__WHAT TO WORK ON__
Transcribe the listing below verbatim, omitting pictures.

__GIVEN DATA__
--

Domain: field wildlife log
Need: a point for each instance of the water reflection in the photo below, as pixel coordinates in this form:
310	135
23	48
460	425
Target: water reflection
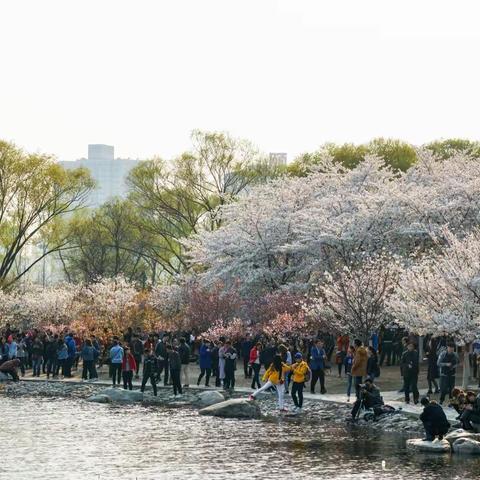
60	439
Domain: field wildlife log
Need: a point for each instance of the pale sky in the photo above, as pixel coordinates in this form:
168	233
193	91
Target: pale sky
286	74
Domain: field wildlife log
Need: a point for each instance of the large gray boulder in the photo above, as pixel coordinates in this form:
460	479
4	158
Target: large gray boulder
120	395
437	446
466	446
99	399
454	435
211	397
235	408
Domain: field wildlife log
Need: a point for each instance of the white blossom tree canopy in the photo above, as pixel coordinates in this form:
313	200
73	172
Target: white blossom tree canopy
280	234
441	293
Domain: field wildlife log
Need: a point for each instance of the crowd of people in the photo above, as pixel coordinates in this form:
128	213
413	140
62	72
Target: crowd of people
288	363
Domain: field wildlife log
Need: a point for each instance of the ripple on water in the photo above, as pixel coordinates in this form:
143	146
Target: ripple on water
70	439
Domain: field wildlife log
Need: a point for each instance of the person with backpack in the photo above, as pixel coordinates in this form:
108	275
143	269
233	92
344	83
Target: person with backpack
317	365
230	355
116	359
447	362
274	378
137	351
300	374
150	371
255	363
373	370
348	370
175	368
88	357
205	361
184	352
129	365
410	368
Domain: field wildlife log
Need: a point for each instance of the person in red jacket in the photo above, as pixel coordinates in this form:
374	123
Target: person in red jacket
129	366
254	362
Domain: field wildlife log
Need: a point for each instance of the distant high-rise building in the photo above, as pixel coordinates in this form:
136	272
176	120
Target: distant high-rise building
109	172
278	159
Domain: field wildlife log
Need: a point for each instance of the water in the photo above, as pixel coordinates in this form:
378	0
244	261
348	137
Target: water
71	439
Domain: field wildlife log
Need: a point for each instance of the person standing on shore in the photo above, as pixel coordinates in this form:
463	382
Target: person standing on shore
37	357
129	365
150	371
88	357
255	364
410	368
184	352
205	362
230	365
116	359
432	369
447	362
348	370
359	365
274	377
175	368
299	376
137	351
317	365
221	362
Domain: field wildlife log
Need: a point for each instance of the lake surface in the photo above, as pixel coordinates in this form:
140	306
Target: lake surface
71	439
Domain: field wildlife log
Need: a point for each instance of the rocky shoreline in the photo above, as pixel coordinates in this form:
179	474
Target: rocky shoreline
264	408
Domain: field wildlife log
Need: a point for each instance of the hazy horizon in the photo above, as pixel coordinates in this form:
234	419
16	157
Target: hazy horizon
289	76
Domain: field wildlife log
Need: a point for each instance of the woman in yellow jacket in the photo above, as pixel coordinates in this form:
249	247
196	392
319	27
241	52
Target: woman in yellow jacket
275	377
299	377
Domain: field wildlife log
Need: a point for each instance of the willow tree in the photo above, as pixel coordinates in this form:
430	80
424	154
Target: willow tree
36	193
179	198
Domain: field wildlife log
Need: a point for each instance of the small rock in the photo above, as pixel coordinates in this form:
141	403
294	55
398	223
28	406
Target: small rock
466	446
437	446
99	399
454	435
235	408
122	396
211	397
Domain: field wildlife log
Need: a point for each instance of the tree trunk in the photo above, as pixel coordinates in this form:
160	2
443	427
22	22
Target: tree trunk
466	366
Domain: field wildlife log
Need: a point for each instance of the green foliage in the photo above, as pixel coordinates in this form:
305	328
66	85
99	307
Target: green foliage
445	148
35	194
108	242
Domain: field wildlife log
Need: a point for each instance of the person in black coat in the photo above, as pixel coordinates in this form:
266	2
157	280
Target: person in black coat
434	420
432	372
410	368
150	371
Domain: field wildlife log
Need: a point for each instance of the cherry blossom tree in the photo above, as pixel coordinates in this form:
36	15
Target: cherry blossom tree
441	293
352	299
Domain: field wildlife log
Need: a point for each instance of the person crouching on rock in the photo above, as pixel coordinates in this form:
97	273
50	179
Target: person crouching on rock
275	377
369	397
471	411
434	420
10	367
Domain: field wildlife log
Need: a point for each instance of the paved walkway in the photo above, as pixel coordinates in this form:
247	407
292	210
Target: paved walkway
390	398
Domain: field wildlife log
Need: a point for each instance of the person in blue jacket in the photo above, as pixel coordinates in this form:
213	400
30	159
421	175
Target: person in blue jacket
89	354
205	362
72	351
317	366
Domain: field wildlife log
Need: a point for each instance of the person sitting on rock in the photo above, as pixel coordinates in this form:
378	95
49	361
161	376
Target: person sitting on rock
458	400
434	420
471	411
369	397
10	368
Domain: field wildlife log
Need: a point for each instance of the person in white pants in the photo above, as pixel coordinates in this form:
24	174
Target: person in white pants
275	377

--

__PROBLEM SOLUTION__
Domain: field wildlife log
Need: a point for each instance of the water reflection in the photo below, as pixel coordinates in this form:
310	135
23	48
460	425
Target: water reflection
60	439
Domain: field wildlife log
Need: a point for each instance of the pale sky in the photo above, as pixel coordinates in this form:
168	233
193	91
Target: pale sky
286	74
Domain: field wildlife log
Need: a point for each instance of the large gray boulder in the photo above, as pixel coordinates in this form:
460	479
4	158
Target: large gray boulder
120	395
437	446
466	446
99	399
454	435
211	397
235	408
Domain: field wildlife log
Need: a point for each instance of the white blossom tree canopy in the photo above, as pixel coordinates in this form:
313	200
73	172
Target: white blossom tree canopy
280	234
441	293
Domain: field wildlife log
Need: a point for each instance of the crowd of people in the photo above, as pixel coordinates in this form:
128	213
413	140
62	72
Target: crowd of people
288	363
Domain: field wildlife log
Need: a point for each instance of the ripple on water in the photo above, as pixel coordinates in this form:
143	146
Target: ripple on water
70	439
Domain: field wildlife log
Need: a point for each instance of the person with backpack in the photo above, as pixel coordinates in this form:
108	275
143	269
233	92
344	83
Target: person with backpack
317	365
230	355
116	359
447	362
274	378
137	351
300	374
150	371
255	363
373	370
348	370
175	368
88	357
205	361
184	352
129	365
410	368
Domain: field wildlife log
Need: a point for each instance of the person in red jacket in the photo above, as pixel coordinates in this form:
374	123
Target: person in red jacket
129	366
254	362
Domain: field wildlife log
Need: a point for each instance of the distant high-rise building in the photo above, as pixel coordinates in this form:
136	272
176	120
Target: distant high-rise building
109	172
278	159
Domain: field wildlife log
Need: a point for each instance of the water in the photo above, as pixel coordinates in this form:
378	0
244	261
348	137
Target: water
71	439
Domain: field wildlife log
Need: a point for each instance of the person standing on shore in the photo above, as pixel coordinates in this form:
463	382
Target: person standing on shore
37	357
129	365
150	371
88	357
255	364
410	368
184	352
205	362
230	365
116	359
432	369
447	362
348	370
359	365
274	377
175	368
299	376
137	351
317	365
221	362
Domain: field wildlife log
Need: a point for each instance of the lake surface in the photo above, as pixel coordinates in this form:
140	306
Target: lake surface
71	439
Domain: field wildlife log
Need: a point for each instance of the rocky shoreline in the photo above, as pixel coordinates in this form:
179	474
Target: rocky shoreline
264	408
Domain: field wildlife log
Need: a point for each instance of the hazy horizon in the photo above, as pixel coordinates in this form:
234	419
16	157
Target: hazy horizon
289	76
Domain: field wildlife log
Need: a point for each instance of the woman in yellow jacket in the photo above, as pixel coordinates in this form:
249	247
196	392
319	27
241	52
Target: woman in yellow jacket
275	377
299	377
Domain: field wildlife log
Need: a point for each instance of the willow tree in the photo above, as pixel coordinates in this form:
430	80
424	154
Target: willow tree
36	193
179	198
Domain: field wildlife log
Need: a point for each instance of the small rock in the photo above, as pixel coordinates in this form:
141	403
294	55
398	223
28	406
Target: small rock
466	446
437	446
99	399
454	435
235	408
122	396
211	397
Domain: field wildlife log
Need: a point for each instance of the tree trunk in the photo above, as pixel coordinates in this form:
160	2
443	427
22	22
Target: tree trunk
466	366
Domain: field wildlife log
Need: a point for each instance of the green foliage in the photo above, as pixel coordinates in this form:
305	328
66	85
99	307
Target: green foliage
445	148
35	194
108	242
Domain: field wildlife log
Need: a point for each instance of the person in black coat in the photo above, as pixel coordinates in this form:
266	2
157	280
Target: person in black coat
434	420
432	372
410	368
150	371
Domain: field wildlife log
Need: a point for each instance of the cherry blossom tree in the photo above, as pixel coordinates in this form:
36	15
Target: cherry blossom tree
441	293
352	299
Domain: field wildlife log
Need: a point for each instance of the person crouching on rock in the photo above, as pixel coordinates in this form:
97	273
50	179
Target: person crouching on rock
275	377
369	397
471	411
434	420
10	367
Domain: field wildlife log
Need: a point for each instance of the paved walkway in the photo above, as pixel coordinates in this form:
247	407
292	210
Target: paved walkway
390	398
Domain: field wildlife log
Need: a point for each instance of the person in blue jacket in the photo above, as pixel coordinates in this form:
213	400
30	159
421	175
Target: person in blue jacket
89	354
205	362
72	351
317	366
Domain: field wildlife log
Need: a point for each instance of the person sitting on rock in the photo above, as pixel coordinates in this form:
378	95
49	361
161	376
Target: person sitting on rock
458	400
434	420
471	411
369	397
10	368
Domain: field wildlife log
Need: a point for each instance of the person in white pants in the photo above, as pixel coordinates in this form:
24	174
Target: person in white pants
275	377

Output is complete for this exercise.